= Selected extract =

▽

Hometowns
Some thoughts on teaching setting, The Great Gatsby, and writing about where we are from.
I took this photo two years ago on a visit to my hometown of Cape Elizabeth, Maine. This is the view from Two Lights State Park, over near the old gun batteries established during World War II.
It’s been challenging teaching during this time, to say the least, but some things just keep happening and as I teach setting to my students I am thinking of our strange relationship to describing ourselves and others, our landscapes and our histories.
Questions I have more than I want to as I read: Where are we and why? What culture are we in? What is the ethnicity and culture of the narrator, the other characters? I had a student last term in my fiction class exclaim, as we discussed a short story, “Each of these characters is introduced with their ethnicity,” as if it were a shocking discovery. This was Kelly Link’s short story, “Some Zombie Contingency Plans.”
And what is the job being done by the characters? I was watching Severance, like many people, and found it absolutely fascinating if also frustrating to watch people in an office, doing work of an uncertain nature, work known not even to them, and so heinous that the people who do it have to separate their consciousness such that the person they are at work is an entirely different person, different name, different relationships, from the person they are at home. And while I know the show’s omissions around self, setting and work are intentional but it felt almost like a spoof of stories written by many Americans, who are too often loathe to include these specifics in their stories, and I say that as someone who has seen students try to do this for almost 30 years, and who was a student trying to do that before then.
I used to say minimalism was about a status quo, or it required one in order to operate, a place we all know, people we all know. You could hack it by resetting the expectations. The stories where so little is described about the person speaking or the place being spoken of because your inclusion as to the missing subtext is presumed. And then after I read Toni Morrison’s “The Site of Memory,” I understood the work of describing the self and others within their places in history differently. Morrison describes what she calls ‘the discourse that proceeded without us’, and to her mind, the remaining need now for writers in the generations since then is to reveal the suppressed inner life, to describe it, for “any person who is Black, or who belongs to any marginalized category, for, historically, we were seldom invited to participate in the discourse even when we were its topic.” She saw fiction as her path to do this and it is worth noting, she wrote this essay while writing Beloved.

△

= Records shown =
▽

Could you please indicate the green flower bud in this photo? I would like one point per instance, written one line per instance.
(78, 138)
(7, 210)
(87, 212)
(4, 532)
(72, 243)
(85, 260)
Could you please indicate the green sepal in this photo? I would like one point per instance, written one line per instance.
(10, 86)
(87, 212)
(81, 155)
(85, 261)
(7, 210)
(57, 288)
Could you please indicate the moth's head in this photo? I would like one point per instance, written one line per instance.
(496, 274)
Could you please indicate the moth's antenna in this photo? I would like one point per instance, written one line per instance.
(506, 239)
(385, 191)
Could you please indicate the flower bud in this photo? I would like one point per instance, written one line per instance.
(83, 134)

△

= To do =
a - In the hometowns essay, which novel was Toni Morrison writing when she wrote "The Site of Memory"?
b - Please continue the hometowns essay, starting right after its final sentence.

= Answers below =
a - Beloved

b -
But in these times we live in now, as we see the current attempts to ban, destroy and erase the histories we have written at great cost over the last century or more, each of us I think is tasked with taking up what we can of what has been destroyed or is about to be destroyed.
I have written here recently about refusing to participate in your own self-erasure and I think that is perhaps a better way to frame it. That the American project of letting go of your history and/or running from it, effectively described and canonized in F. Scott Fitzgerald’s The Great Gatsby, which celebrated a birthday recently, is still running our lives and our minds, our stories, our culture.
There’s a structure to The Great Gatsby that I think of often because I see it in so many American stories. A story in the present and a story from the past, the same character or characters in each. There’s an identity they are trying to leave behind and outrun. It insists on claiming them, somehow. Gatsby is determined to leave behind who he was in order to be a Successful American and to finally marry Daisy. The past appears as gossip and then stories told by people who show up with this knowledge, and who find Nick, the narrator, if not Gatsby himself. A climax in the past powers a climax in the present and the story resolves around the way the old story and the new story become one story. As I write that it seems to me to be very like the story we are living in now in this country. For all that book is taught, you’d think Americans might have learned we cannot leave the past behind. But here we are.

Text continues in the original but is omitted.